REQUIREMENTS
Transcribe the listing below in full, line for line, without any alteration.

╔══

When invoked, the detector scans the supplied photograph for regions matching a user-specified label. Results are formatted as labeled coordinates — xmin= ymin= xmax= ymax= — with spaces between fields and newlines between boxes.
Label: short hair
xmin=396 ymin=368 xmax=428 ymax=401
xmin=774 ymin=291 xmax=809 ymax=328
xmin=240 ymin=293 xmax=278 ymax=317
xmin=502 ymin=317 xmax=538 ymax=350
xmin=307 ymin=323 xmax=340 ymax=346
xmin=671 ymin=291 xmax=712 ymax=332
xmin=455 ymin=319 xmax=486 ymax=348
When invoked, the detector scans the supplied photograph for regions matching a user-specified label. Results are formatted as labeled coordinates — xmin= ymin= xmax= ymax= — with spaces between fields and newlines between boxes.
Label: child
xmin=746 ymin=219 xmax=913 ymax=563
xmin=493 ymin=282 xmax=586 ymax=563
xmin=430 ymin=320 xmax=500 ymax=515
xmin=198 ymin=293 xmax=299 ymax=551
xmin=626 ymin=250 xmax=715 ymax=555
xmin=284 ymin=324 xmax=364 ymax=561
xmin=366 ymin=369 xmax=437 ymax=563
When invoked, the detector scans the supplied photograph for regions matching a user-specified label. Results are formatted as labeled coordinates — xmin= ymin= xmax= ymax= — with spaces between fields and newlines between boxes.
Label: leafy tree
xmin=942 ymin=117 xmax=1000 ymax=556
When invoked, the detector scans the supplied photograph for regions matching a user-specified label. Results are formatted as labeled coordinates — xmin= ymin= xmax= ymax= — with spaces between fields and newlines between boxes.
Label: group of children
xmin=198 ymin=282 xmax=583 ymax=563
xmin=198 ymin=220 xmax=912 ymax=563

╚══

WORKED SOLUTION
When invoked, the detector scans the supplied photograph for regions matching a user-specified label. Results are formatted as labeled coordinates — xmin= ymin= xmax= ymax= — with spaces between fields and newlines between boxes.
Label: short hair
xmin=396 ymin=368 xmax=428 ymax=401
xmin=774 ymin=291 xmax=809 ymax=328
xmin=240 ymin=293 xmax=278 ymax=317
xmin=502 ymin=317 xmax=538 ymax=350
xmin=307 ymin=323 xmax=340 ymax=346
xmin=671 ymin=291 xmax=712 ymax=332
xmin=455 ymin=319 xmax=486 ymax=348
When invoked, the detector scans the supplied photograph for regions matching a user-specified label. Results are formatted as labeled coordinates — xmin= ymin= xmax= ymax= — with spaces between fields and newlines between boxes.
Label: child
xmin=746 ymin=219 xmax=913 ymax=563
xmin=493 ymin=282 xmax=586 ymax=563
xmin=430 ymin=320 xmax=500 ymax=515
xmin=198 ymin=293 xmax=299 ymax=551
xmin=626 ymin=250 xmax=715 ymax=555
xmin=284 ymin=324 xmax=364 ymax=561
xmin=366 ymin=369 xmax=437 ymax=563
When invoked, the detector scans the supplied photograph for regions matching a user-specified label. Results are formatted as labeled coordinates — xmin= ymin= xmax= ymax= — with spaces between fields and newlines between boxes.
Label: leafy tree
xmin=942 ymin=117 xmax=1000 ymax=556
When invoked, the detector scans the supplied photograph for regions matching a user-specified label. Results are formatted as labeled coordinates — xmin= ymin= xmax= ymax= — with spaces between fields and newlines between boxes.
Label: group of children
xmin=198 ymin=282 xmax=583 ymax=563
xmin=198 ymin=220 xmax=912 ymax=563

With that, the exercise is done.